Given data |
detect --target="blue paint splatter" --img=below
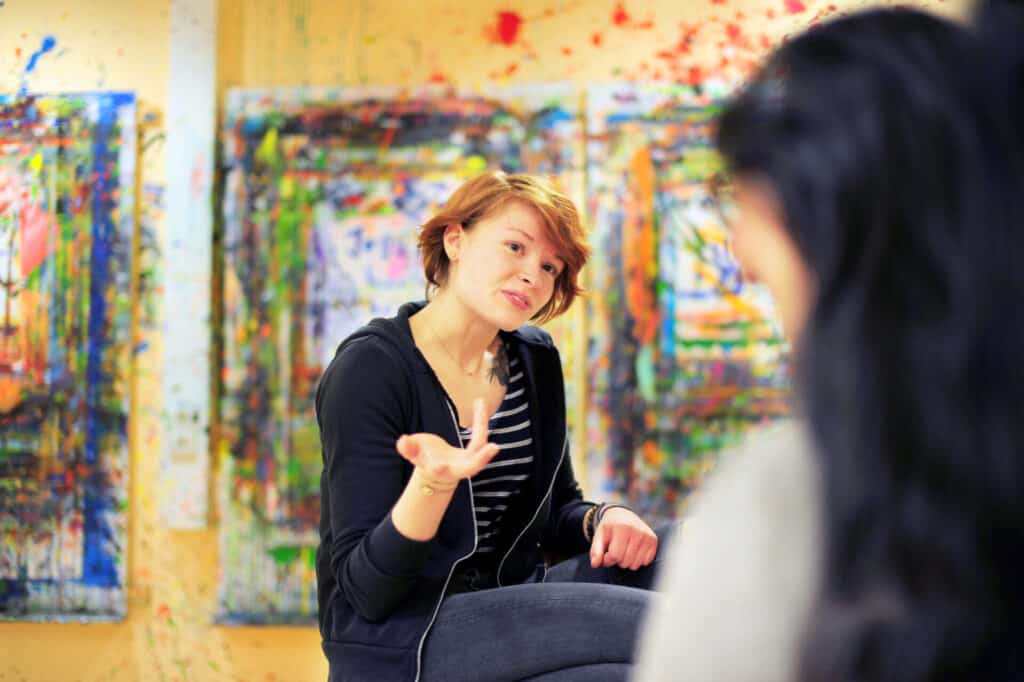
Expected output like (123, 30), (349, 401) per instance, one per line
(17, 36), (57, 97)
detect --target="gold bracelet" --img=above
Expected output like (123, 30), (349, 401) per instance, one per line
(583, 507), (597, 543)
(420, 477), (459, 498)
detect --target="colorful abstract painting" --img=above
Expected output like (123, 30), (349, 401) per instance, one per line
(586, 83), (791, 517)
(0, 93), (136, 621)
(218, 85), (584, 623)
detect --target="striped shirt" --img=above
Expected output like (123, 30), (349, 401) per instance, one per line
(460, 357), (534, 562)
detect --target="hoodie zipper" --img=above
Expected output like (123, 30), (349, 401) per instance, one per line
(497, 429), (569, 587)
(413, 396), (475, 682)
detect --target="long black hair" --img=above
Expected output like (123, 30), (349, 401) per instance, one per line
(718, 3), (1024, 682)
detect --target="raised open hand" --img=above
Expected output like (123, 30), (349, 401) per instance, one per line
(395, 398), (498, 483)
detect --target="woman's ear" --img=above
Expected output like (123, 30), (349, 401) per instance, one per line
(444, 222), (466, 263)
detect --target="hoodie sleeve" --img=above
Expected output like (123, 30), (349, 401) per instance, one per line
(316, 337), (431, 622)
(538, 346), (594, 556)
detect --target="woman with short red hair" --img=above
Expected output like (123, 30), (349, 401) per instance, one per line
(316, 172), (658, 682)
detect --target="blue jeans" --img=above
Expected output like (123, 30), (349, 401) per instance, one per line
(421, 525), (676, 682)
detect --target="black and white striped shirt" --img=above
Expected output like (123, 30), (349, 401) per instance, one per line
(461, 357), (534, 558)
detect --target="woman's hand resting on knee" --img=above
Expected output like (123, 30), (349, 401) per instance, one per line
(590, 507), (657, 570)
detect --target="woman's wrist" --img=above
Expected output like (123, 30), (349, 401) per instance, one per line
(413, 467), (459, 498)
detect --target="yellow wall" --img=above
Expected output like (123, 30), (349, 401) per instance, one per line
(0, 0), (968, 682)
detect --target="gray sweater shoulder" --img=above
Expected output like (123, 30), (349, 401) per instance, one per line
(634, 421), (821, 682)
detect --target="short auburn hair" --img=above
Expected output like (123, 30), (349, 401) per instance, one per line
(419, 171), (590, 323)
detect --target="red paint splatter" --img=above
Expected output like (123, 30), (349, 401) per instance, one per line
(492, 11), (522, 46)
(611, 2), (630, 26)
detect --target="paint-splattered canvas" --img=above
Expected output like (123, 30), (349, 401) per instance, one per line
(0, 93), (136, 621)
(587, 83), (790, 517)
(219, 85), (583, 623)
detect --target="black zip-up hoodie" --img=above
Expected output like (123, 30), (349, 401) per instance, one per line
(316, 302), (593, 682)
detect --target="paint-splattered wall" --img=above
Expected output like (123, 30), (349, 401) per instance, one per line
(0, 0), (968, 680)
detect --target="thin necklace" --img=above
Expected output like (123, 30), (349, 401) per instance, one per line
(429, 315), (492, 377)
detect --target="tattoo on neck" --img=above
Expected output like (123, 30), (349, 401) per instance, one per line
(488, 341), (509, 386)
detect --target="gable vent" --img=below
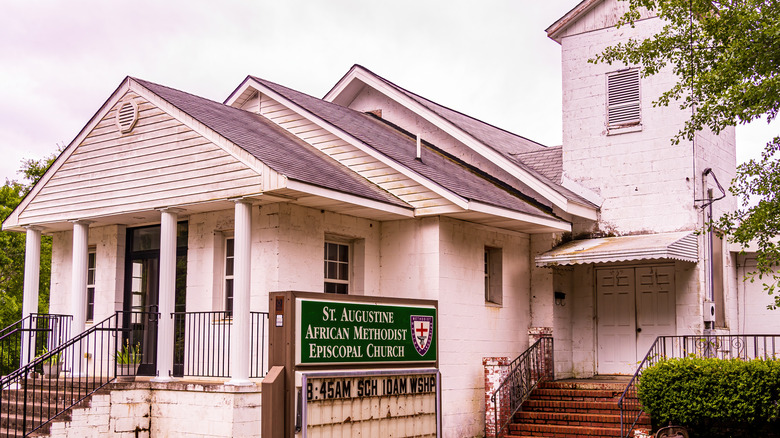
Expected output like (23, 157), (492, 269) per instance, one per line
(116, 100), (138, 134)
(607, 69), (641, 128)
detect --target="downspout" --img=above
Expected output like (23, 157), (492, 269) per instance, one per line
(695, 167), (726, 332)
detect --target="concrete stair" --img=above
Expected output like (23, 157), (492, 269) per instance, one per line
(507, 379), (650, 438)
(0, 378), (99, 438)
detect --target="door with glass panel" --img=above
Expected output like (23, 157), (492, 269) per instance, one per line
(121, 222), (187, 376)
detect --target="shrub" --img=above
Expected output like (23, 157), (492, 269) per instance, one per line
(638, 357), (780, 437)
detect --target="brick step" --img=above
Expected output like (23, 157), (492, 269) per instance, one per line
(509, 423), (620, 438)
(515, 412), (650, 428)
(0, 400), (64, 420)
(523, 399), (635, 414)
(0, 415), (48, 436)
(530, 388), (623, 403)
(539, 380), (628, 394)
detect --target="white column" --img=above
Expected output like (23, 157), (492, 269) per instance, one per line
(70, 221), (89, 377)
(225, 200), (253, 386)
(19, 227), (41, 366)
(152, 208), (179, 382)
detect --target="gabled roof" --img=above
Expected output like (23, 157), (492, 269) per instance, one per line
(251, 77), (554, 222)
(324, 64), (598, 219)
(136, 79), (408, 207)
(513, 146), (563, 181)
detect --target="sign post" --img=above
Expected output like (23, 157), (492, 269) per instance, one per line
(263, 292), (441, 438)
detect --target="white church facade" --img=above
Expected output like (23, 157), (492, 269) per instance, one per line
(3, 0), (780, 437)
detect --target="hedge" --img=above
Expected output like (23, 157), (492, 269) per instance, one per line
(638, 357), (780, 437)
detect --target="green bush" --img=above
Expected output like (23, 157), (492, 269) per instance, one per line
(638, 357), (780, 437)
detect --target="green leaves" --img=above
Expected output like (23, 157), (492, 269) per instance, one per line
(591, 0), (780, 143)
(0, 155), (56, 327)
(590, 0), (780, 307)
(639, 357), (780, 437)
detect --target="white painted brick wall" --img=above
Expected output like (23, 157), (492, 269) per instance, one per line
(561, 19), (698, 234)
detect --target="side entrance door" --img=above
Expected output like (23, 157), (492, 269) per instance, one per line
(596, 265), (676, 374)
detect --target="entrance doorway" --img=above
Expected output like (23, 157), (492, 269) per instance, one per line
(596, 265), (676, 374)
(122, 222), (187, 376)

Task to carry out | Pick out every line in the listing above that contains the word "entrance", and copy each such line in full. Case counts, so only matches with the same capitalization qualify.

Result below |
detect --target="side entrance door" --img=above
detect --target="entrance doorway" --img=above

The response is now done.